- **Stored data entries**:
------

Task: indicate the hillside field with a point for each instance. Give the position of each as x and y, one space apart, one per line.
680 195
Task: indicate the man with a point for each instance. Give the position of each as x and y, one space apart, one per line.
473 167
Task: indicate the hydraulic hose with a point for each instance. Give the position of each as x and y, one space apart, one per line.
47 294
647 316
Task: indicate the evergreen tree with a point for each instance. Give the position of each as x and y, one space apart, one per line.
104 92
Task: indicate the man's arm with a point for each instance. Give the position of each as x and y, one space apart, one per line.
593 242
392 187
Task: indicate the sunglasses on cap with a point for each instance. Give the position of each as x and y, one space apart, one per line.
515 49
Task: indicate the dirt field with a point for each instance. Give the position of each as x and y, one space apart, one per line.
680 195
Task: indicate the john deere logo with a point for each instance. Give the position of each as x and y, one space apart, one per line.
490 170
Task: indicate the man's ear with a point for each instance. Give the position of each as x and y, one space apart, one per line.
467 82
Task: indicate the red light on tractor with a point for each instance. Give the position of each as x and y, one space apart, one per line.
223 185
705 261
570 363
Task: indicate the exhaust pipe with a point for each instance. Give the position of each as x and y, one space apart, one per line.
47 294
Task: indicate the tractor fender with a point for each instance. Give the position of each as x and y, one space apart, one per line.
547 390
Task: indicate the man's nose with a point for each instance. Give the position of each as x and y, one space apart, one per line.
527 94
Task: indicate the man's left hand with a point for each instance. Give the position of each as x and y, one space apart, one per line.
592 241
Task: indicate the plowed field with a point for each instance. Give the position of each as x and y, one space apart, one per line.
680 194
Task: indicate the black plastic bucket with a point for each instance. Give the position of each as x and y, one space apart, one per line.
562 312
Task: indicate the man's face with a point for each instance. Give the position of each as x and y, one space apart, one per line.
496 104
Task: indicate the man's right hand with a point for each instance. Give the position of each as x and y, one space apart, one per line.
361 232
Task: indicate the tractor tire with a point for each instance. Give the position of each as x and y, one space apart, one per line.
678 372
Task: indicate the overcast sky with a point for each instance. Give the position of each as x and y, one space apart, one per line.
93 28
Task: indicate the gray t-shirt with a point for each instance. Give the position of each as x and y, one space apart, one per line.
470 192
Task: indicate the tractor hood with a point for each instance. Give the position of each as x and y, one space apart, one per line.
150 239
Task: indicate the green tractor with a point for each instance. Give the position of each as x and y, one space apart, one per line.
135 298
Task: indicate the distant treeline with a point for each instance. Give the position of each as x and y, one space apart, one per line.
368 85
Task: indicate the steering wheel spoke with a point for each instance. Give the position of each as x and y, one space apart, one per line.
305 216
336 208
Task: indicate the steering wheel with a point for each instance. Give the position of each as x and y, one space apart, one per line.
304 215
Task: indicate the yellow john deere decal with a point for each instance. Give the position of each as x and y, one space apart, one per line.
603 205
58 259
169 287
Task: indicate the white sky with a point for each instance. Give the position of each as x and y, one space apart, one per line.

------

With nothing added or left out, print the data again.

Task: indicate the hillside field with a point for each instance. Give the position of each as x and y, one space apart, one per line.
680 195
Task: indicate the man with a point for each instance. Give the position of each as x and y, one space apart, one per line.
473 167
Task: indicate the hydraulic hose with a point for each instance. Give the position of each as x and y, one space apart, one per line.
47 294
647 316
Task: indicate the evergreen tree with a point for each instance. Give the position of each as x and y, one space apart, one per line.
104 92
Task: indicate the man's arm with a point for each instance. Give the position of each as x and y, one space apart, one per line.
593 242
392 187
Task: indicate the sunglasses on cap with a point for each instance. Give the position of each as x and y, one space apart, one per line.
515 49
Task: indicate the dirt field with a point for each instance. Give the position of each as x and y, one space apart, one per line.
680 195
Task: indicate the john deere logo with a point for each instance. Give the position of each as x and y, one space apart, one per line.
490 170
Task: indicate the man's ear with a point for each instance. Give the position of each as x and y, one space apart, one per line.
467 82
Task: indicate the red light on tractor with a point for each instance. Give the position of each as x and y, one space apart, one per line.
223 185
705 261
570 363
Task: indicate the exhaust pipe with a point for each instance. Give the position of each as x and y, one space apart, one per line.
47 294
Task: indicate the tractor fender with a point for each instance. Give the position of each as x and y, one space apart, one per line.
547 390
Task: indicate the man's nose with a point for each instance. Give the position of each as x and y, one space apart, one per line.
527 94
Task: indicate the man's left hand with a point for each instance. Give the position of each as x and y, one space apart, one per line.
592 241
Task: indicate the plowed field with a point for each instance. Give the position of each as x and y, one space apart, one per line.
680 194
Task: indicate the black plastic bucket with a point for each instance. Give the position of each as x and y, one space apart, one per line.
562 312
Task: indicate the man's face with a point for each instance. Give the position of each as x and y, one space apart, one per line.
496 104
Task: indicate the man's right hand with a point for each instance. Give the position of each as x and y, one space apart, one per line.
361 232
Task: indicate the tractor tire with a point for each instance. Give the position of each as x and y, one space apart, one per line.
678 372
Task: indicate the overcast sky with a point for each instance. Give the position of each as x and y, one space apart, one per line.
93 28
Task: indicate the gray t-shirt with a point for each instance. Give the position of each as x and y, one space apart, one per line.
470 192
Task: indicate the tractor hood with a point for each instance. Give the position of each as x and y, one space apart, one per line.
150 239
Task: indicate the green tractor with a point for each instance. Give the position of each as x and y, one space apart, one per line.
135 298
Task: indicate the distant treeline with a point for each instance. Give the position of each as x and y, one space apart, one per line.
368 85
Task: indicate the steering wheel spoke with a point for each instance. Give the position of each as x and y, one space apart, one per line.
305 216
336 208
Task: indicate the steering wheel with a point for each instance. Give the position of each as x and y, one space apart, one per line.
304 215
Task: indicate the yellow john deere decal with a point for each instance. Give the position of each as x and y, one space apart, one per line.
603 205
58 259
169 287
Task: indicate the white sky with a point for each instance. Give the position of each as x and y, one space apart, one per line.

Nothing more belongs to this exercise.